═════ Selected extract ═════

Princeton scientists discover a common trigger for metastasis

Professor Celeste Nelson in Hoyt Lab.
Sameer A. Khan

Tumors are generally rigid and blood vessels cannot easily penetrate them. These two factors combined create oxygen-devoid, or hypoxic, pockets. Celeste M. Nelson, a professor in the chemical and biological engineering and molecular biology departments, and her colleagues recently uncovered how rigid tissue and the subsequent hypoxia can lead to metastasis. The two combined conditions tended to trigger a protein called integrin-linked kinase (ILK) to behave abnormally in breast-cancer cells, which has been shown previously to initiate metastasis. The team’s findings could provide several new avenues to target and treat cancer.

Cancer cells communicate with their immediate environment, including the connective tissue that surrounds the tumor. Nelson’s lab focused on whether the stiff and oxygen-deficient neighborhood of tumor cells affects ILK, a signaling protein that is found in healthy cells, but tends to be found in higher levels in some tumor cells. “ILK is a protein that acts as an antenna for the cell — it senses its surroundings and relays [what it learns] back to the cell,” Nelson explains. ILK helps to regulate survival and migration of cells, but it is unknown how stiffness and hypoxia may change the activity of ILK to help drive the dispersal of cancer cells to other parts of the body.

By growing human breast-tumor cells within a mix of proteins that mimic the connective tissues that frame the cells in the body, the lab found that the combination of a stiff and hypoxic environment increased the levels of ILK in cells; these cells often would begin to take on properties of cancer stem cells — cells in the tumor thought to be responsible for metastasis.

Tracking how the breast-tumor cells moved over time in cultures both with and without oxygen, Nelson’s lab observed that the cells had greater mobility with decreased oxygen and increased stiffness of the surrounding connective medium compared to cells grown on a well-oxygenated, soft medium. When the ILK in the cells was depleted, even under the stiff and hypoxic conditions, the breast-tumor cells no longer behaved like cancer stem cells; however, adding more ILK to breast-tumor cells growing in a soft medium under normal oxygen levels could convert the cells into cancer stem cells.

Examining breast-tumor biopsies, the lab found similar results: The hypoxic regions had higher levels of ILK and cells likely to be cancer stem cells. “That’s quite a lot of evidence to suggest what we are seeing [in the lab] takes place in breast-cancer patients,” says Nelson.

Previously, it was understood that tumor hypoxia makes for a poorer prognosis and that when the connective tissue surrounding cells is stiff, tumor progression is more likely. But Nelson’s study is the first to hint that the two together tend to promote nefarious ILK signals that can lead to metastasis. For Nelson, this suggests that elevating oxygen levels and softening the area around tumor cells may be a possible cancer treatment. Another treatment could be to block the activity of ILK with a drug.

The lab is now trying to understand the other important molecules in the cancer cells that interact with ILK and will test whether ILK inhibitors can prevent the aggressive behavior of laboratory-grown breast-tumor cells. “We would like to move this study forward,” says Nelson, “to the point where we can help people.”

═════ Supplied information ═════

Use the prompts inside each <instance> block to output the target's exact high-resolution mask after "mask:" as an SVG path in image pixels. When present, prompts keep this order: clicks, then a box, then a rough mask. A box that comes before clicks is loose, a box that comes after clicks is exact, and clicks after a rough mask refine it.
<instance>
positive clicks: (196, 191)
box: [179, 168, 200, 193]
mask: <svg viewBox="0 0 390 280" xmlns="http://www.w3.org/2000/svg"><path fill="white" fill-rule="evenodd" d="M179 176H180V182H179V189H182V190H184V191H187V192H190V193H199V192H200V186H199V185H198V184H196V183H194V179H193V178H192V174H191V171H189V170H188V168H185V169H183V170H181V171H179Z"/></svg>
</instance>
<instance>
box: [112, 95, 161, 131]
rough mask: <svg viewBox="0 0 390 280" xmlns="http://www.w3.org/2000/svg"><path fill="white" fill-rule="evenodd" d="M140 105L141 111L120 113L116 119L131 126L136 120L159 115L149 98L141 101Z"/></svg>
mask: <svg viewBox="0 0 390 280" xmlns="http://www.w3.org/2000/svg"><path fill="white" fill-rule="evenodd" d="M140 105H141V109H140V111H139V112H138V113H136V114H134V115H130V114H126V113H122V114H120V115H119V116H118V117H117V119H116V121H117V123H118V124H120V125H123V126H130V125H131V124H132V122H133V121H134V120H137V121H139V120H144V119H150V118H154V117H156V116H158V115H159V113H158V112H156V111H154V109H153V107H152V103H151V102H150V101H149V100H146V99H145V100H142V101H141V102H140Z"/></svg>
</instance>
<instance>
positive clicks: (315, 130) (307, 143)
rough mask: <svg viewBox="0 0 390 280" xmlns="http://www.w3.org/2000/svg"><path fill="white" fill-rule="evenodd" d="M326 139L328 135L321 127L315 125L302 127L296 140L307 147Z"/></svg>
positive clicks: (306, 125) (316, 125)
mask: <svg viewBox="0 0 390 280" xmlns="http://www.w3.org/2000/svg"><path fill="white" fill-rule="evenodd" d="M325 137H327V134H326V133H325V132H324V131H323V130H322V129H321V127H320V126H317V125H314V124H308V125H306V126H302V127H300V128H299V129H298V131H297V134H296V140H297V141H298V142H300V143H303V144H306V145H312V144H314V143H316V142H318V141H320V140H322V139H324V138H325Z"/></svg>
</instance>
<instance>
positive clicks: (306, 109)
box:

═════

◆ **Check your understanding**
**1.** Translate this sentence from the article on the metastasis trigger into Spanish: "Tumors are generally rigid and blood vessels cannot easily penetrate them."
**2.** Decide whether each statement agrees with the article on the metastasis trigger. Answer yes or no and quote the deciding words. (a) Depleting ILK stopped the breast-tumor cells from behaving like cancer stem cells even under stiff, hypoxic conditions. (b) The lab has already tested ILK inhibitors in breast-cancer patients. (c) The cells moved more on a well-oxygenated, soft medium than under low oxygen and high stiffness.

◆ **Solutions to the problems**
**1.** Los tumores suelen ser rígidos y los vasos sanguíneos no pueden penetrarlos fácilmente.

**2.**
(a) Yes: "When the ILK in the cells was depleted, even under the stiff and hypoxic conditions, the breast-tumor cells no longer behaved like cancer stem cells"
(b) No: "will test whether ILK inhibitors can prevent the aggressive behavior of laboratory-grown breast-tumor cells"
(c) No: "the cells had greater mobility with decreased oxygen and increased stiffness of the surrounding connective medium compared to cells grown on a well-oxygenated, soft medium"